## TEXT
Segment Open

General Motors said Tuesday that it sold 9.71 million cars last year, beating out rival carmaker Volkswagen but likely only holding onto second place behind world leader Toyota.
GM said it managed a four percent gain in global sales despite tough conditions in depressed Europe and slowdowns in Latin America and parts of Asia.
Sales grew seven percent in the United States and 11 percent in China, now the world's leading markets.
GM unit Chevrolet sold a record 4.98 million cars and trucks, while its luxury brand, Cadillac, gained 28 percent on the back of strong sales of 50,000 units in China alone.
The 2013 performance kept GM solidly in front of German rival Volkswagen, which sold around 9.5 million vehicles last year.
But Toyota, which has not yet reported official figures for last year, is expected to remain on top.
Based on the first 11 months of the year, the Japanese giant was on pace to break 10 million vehicles for the year, the first time any auto maker has broken that threshold.
"A healthy auto market in the United States and China ... drove GM's growth in 2013 and helped us navigate difficult conditions in Europe and parts of South America and Asia," GM executive vice president Dan Ammann said.
The company's Buick and Opel/Vauxhall marques both sold just over one million units, with Opel/Vauxhall picking up a gain in Europe market share to more than five percent, GM said.
The successful year capped GM's comeback from bankruptcy and a government bailout during the 2008 economic crisis.
It also laid out a challenge for incoming chief executive Mary Barra, named in December to take over as the first woman ever to lead a major auto company.

Segment Closed

## LISTED RECORDS
Segment Open

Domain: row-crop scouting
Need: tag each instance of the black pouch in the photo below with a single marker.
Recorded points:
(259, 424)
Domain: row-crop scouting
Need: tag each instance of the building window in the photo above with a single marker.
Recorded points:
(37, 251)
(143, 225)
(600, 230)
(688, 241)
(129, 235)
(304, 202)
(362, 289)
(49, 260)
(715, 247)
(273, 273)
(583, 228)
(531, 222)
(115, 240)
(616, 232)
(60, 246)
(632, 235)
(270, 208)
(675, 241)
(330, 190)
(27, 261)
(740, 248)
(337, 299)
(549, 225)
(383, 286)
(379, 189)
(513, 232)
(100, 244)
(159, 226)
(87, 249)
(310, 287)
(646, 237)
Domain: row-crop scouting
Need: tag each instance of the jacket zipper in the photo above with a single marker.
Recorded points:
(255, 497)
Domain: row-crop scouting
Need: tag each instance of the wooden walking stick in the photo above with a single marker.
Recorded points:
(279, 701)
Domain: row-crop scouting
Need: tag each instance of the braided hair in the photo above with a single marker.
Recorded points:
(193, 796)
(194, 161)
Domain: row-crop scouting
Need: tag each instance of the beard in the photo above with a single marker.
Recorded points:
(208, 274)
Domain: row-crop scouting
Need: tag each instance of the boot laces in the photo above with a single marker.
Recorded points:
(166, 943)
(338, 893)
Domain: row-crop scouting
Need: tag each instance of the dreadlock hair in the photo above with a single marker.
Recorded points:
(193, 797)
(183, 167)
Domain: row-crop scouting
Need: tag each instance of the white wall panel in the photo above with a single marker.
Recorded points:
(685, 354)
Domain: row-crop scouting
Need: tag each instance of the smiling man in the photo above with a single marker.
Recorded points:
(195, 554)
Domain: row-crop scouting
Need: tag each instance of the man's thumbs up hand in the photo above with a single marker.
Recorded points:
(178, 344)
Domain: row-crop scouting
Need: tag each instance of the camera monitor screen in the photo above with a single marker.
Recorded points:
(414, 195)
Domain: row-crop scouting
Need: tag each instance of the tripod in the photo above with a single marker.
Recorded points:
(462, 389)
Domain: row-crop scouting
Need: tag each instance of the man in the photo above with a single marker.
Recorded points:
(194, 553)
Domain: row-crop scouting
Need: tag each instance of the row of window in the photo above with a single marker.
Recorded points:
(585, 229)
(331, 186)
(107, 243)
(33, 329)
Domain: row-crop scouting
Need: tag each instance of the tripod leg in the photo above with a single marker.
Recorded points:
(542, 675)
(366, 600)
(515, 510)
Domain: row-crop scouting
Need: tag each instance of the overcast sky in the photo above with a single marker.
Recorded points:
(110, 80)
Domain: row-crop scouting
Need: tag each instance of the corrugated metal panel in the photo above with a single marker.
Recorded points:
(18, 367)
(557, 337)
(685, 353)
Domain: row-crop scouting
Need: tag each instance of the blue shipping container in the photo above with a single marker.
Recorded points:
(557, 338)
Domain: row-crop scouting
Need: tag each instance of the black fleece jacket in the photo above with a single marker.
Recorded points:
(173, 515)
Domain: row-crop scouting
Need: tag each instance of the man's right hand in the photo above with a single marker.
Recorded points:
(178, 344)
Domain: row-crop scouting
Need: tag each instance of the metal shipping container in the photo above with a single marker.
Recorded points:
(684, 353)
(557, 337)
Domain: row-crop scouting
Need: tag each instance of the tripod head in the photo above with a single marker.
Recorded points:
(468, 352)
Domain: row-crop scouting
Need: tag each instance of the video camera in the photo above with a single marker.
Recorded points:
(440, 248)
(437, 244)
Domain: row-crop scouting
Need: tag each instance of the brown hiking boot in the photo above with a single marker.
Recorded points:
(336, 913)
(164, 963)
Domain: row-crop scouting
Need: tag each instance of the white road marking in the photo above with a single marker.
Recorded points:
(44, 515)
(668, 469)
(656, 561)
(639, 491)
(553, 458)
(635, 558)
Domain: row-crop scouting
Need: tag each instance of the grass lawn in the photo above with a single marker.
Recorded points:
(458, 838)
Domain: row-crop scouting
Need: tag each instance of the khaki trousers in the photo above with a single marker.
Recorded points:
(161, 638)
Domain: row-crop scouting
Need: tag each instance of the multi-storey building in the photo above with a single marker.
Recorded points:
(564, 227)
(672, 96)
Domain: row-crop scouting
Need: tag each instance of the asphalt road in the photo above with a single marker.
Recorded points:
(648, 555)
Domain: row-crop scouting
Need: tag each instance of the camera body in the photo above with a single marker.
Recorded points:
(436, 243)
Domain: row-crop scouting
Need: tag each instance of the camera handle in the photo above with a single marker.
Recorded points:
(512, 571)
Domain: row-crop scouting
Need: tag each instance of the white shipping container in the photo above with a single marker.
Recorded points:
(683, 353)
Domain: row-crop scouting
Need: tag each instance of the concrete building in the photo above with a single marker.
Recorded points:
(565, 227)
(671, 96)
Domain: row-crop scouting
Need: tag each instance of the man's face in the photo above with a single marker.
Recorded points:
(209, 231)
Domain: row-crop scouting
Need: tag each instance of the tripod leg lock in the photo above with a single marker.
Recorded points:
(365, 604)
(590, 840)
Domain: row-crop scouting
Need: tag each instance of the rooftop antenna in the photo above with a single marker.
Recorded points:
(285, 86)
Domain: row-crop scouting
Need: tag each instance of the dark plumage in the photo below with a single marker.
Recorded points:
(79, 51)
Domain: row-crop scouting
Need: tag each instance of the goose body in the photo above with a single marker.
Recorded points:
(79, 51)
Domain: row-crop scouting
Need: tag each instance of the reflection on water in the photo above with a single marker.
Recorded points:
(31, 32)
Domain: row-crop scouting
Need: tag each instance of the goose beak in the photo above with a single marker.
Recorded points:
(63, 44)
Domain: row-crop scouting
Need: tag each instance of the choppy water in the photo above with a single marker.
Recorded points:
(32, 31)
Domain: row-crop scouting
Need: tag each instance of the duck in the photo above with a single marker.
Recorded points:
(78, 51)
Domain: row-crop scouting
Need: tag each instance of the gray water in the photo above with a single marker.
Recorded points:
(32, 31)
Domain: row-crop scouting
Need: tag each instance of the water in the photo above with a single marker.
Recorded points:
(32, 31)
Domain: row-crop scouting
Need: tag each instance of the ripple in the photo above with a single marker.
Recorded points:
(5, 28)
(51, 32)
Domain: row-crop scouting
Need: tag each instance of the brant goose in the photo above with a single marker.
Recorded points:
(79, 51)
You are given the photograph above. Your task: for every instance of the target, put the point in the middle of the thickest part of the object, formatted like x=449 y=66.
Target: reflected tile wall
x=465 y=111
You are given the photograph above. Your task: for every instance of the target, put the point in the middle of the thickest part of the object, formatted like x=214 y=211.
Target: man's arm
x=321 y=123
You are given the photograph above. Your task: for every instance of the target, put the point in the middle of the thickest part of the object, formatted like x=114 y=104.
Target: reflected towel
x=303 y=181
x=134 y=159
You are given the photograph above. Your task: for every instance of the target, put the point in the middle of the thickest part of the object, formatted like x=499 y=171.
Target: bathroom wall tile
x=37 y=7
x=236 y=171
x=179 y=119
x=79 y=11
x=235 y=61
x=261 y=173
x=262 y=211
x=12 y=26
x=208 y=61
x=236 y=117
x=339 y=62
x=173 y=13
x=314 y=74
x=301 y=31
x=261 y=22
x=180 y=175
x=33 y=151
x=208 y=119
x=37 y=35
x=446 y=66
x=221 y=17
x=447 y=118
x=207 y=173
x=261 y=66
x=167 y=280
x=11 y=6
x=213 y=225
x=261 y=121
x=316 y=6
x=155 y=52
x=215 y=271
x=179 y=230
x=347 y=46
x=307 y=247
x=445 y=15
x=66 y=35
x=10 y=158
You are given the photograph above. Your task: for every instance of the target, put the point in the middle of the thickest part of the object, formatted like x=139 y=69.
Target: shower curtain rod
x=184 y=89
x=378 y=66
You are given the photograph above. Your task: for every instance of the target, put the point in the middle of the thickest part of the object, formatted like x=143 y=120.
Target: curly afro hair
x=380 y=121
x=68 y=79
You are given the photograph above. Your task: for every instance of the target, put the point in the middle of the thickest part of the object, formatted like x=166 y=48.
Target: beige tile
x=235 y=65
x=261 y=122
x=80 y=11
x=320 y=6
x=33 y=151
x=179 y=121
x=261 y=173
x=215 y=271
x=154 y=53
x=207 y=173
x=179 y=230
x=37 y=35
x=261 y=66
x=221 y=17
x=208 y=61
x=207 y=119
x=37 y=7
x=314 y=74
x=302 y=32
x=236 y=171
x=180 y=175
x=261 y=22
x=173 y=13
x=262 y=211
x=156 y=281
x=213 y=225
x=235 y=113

Segment Closed

## EXERCISES
1. List every General Motors brand or marque named in the article on GM's 2013 sales.
2. According to the article on GM's 2013 sales, roughly how many vehicles did Volkswagen sell last year?

## EXERCISE RESPONSES
1. Chevrolet, Cadillac, Buick, Opel/Vauxhall

2. Around 9.5 million vehicles.